[A series of data]
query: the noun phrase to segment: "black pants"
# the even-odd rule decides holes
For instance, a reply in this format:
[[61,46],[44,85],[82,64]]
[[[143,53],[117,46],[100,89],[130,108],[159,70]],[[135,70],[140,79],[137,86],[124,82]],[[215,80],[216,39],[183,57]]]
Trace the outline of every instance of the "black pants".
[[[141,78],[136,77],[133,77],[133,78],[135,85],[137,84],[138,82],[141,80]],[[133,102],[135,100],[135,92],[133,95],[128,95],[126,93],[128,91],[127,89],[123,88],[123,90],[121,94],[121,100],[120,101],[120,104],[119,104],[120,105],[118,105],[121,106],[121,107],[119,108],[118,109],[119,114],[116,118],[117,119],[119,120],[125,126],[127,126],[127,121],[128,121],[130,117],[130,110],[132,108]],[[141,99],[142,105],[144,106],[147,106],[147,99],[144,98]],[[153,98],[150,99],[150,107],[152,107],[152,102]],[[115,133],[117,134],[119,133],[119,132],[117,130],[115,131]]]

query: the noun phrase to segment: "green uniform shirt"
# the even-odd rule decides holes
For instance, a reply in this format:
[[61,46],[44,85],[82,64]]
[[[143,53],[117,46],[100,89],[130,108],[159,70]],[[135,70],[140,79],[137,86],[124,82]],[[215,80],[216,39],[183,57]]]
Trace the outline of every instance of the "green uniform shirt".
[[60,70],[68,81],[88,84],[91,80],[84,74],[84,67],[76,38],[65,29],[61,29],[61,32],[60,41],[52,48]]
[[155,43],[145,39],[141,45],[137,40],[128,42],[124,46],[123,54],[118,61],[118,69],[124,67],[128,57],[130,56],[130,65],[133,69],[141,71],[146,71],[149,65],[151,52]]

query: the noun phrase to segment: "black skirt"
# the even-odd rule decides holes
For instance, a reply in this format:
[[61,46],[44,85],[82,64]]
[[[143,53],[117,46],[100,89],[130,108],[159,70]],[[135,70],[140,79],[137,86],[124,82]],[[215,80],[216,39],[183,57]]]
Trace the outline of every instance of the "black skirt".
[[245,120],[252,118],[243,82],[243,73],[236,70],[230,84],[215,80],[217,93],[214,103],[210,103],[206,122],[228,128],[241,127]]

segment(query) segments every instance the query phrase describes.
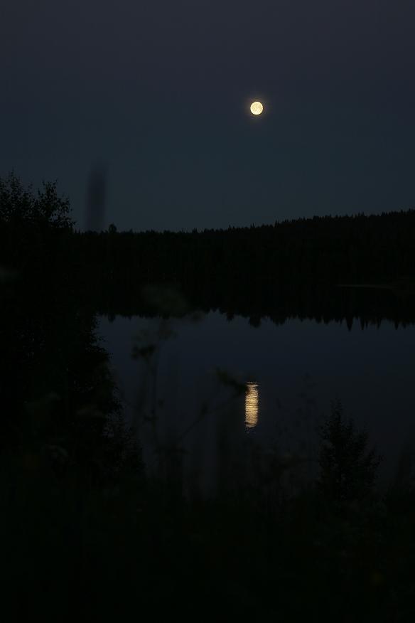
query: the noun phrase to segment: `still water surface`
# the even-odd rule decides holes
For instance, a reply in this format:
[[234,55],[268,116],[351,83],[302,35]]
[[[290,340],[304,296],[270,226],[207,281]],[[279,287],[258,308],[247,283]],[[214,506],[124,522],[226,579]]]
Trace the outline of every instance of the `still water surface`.
[[[221,448],[248,439],[265,451],[315,458],[316,427],[335,400],[384,455],[382,479],[392,477],[403,448],[415,447],[412,326],[356,322],[349,330],[345,322],[264,319],[254,327],[211,312],[197,320],[102,317],[99,333],[150,470],[157,448],[169,444],[206,486]],[[132,357],[134,346],[149,344],[153,354]]]

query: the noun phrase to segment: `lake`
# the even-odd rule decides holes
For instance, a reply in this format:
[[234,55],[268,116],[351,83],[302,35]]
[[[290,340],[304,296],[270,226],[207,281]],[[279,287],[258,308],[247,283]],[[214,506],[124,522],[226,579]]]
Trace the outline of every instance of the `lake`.
[[98,332],[149,472],[161,448],[174,447],[186,478],[209,489],[222,477],[223,457],[233,477],[249,446],[301,457],[313,476],[316,429],[333,400],[384,454],[382,481],[415,442],[414,326],[263,319],[253,326],[211,312],[101,316]]

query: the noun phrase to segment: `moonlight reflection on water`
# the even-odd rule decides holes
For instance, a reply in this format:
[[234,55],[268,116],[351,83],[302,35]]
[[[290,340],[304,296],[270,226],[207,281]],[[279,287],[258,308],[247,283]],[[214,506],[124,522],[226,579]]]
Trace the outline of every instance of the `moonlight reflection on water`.
[[258,384],[247,383],[245,393],[245,427],[247,431],[258,423]]

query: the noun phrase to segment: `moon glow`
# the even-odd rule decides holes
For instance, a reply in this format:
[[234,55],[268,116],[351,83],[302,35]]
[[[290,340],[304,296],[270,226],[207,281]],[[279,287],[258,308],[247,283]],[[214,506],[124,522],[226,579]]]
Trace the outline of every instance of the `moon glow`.
[[264,106],[261,102],[252,102],[250,110],[252,115],[261,115],[264,110]]

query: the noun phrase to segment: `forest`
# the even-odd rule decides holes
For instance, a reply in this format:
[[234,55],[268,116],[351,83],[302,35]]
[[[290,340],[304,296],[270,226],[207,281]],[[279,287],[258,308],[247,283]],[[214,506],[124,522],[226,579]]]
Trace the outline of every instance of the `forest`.
[[148,476],[96,326],[98,315],[195,309],[254,326],[266,316],[397,326],[415,321],[414,283],[415,211],[227,230],[81,232],[55,184],[36,193],[14,174],[0,180],[4,612],[412,620],[410,455],[380,491],[382,457],[333,402],[315,482],[291,487],[284,476],[299,459],[278,448],[262,455],[247,441],[250,469],[240,478],[223,467],[215,496],[186,495],[179,446],[160,447],[159,473]]

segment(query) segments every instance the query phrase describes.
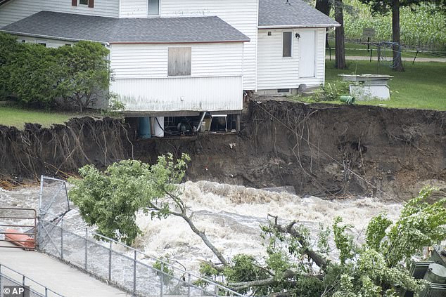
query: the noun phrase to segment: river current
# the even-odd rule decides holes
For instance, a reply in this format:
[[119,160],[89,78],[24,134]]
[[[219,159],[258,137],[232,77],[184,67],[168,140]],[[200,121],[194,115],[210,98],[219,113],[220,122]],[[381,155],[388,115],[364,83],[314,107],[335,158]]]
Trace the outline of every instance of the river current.
[[[326,200],[208,181],[187,182],[181,186],[187,213],[227,258],[248,253],[260,261],[265,249],[259,226],[267,223],[268,214],[278,216],[281,223],[297,220],[313,235],[319,224],[331,225],[333,218],[340,216],[344,223],[353,225],[353,235],[360,241],[371,217],[386,212],[395,220],[402,207],[400,203],[384,203],[370,197]],[[37,208],[38,197],[38,187],[12,191],[0,188],[0,205],[4,207]],[[65,218],[83,225],[76,209]],[[195,271],[201,260],[216,260],[181,218],[151,220],[141,213],[137,223],[144,234],[137,238],[135,246],[149,256],[168,257]]]

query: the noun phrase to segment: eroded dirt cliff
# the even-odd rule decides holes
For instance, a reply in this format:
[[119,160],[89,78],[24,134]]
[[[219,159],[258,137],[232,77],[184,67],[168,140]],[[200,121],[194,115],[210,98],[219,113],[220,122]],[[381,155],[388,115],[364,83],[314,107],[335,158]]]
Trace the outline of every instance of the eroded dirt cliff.
[[0,178],[75,173],[129,158],[186,152],[186,178],[254,187],[291,185],[327,198],[406,199],[425,184],[446,190],[446,112],[253,101],[242,131],[134,139],[118,120],[78,119],[51,129],[0,126]]

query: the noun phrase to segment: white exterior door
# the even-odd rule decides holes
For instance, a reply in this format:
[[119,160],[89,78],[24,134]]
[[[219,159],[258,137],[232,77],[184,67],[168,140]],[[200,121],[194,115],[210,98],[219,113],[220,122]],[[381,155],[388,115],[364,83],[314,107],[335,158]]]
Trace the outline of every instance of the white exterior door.
[[314,77],[316,30],[302,30],[300,34],[299,77]]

**SET EXERCISE:** Starting at the line that contains "query: the noun phrase to segment: eroded" and ending at the final line of the data, set out each line as a Markdown table with the columns Row and Line, leaving out blank lines.

**FINAL RESULT:**
| Row | Line |
|---|---|
| 1 | query: the noun phrase to segment: eroded dirt cliff |
| 2 | # the even-odd rule decides holes |
| 3 | For instance, a reply in this format: |
| 4 | [[119,160],[89,78],[24,134]] |
| 5 | [[[219,159],[258,137],[232,77],[184,67],[168,140]],[[200,121],[194,115],[210,98],[219,113],[220,122]],[[381,155],[388,115],[364,83],[314,107],[335,158]]] |
| 6 | Trace the outline of every instance of the eroded dirt cliff. |
| 7 | [[0,178],[75,173],[129,158],[186,152],[186,178],[254,187],[291,185],[327,198],[406,199],[425,184],[446,190],[446,112],[253,101],[242,131],[134,139],[118,120],[78,119],[51,129],[0,126]] |
| 8 | query: the noun phrase to segment: white exterior door |
| 9 | # the even-odd rule decides holes |
| 10 | For instance, a reply in this format: |
| 11 | [[119,160],[89,78],[24,134]] |
| 12 | [[[219,159],[258,137],[232,77],[184,67],[168,140]],[[200,121],[194,115],[210,98],[219,113],[220,122]],[[381,155],[388,115],[364,83],[314,107],[335,158]]] |
| 13 | Trace the outline of every instance of the white exterior door. |
| 14 | [[314,77],[316,30],[302,30],[300,34],[299,77]] |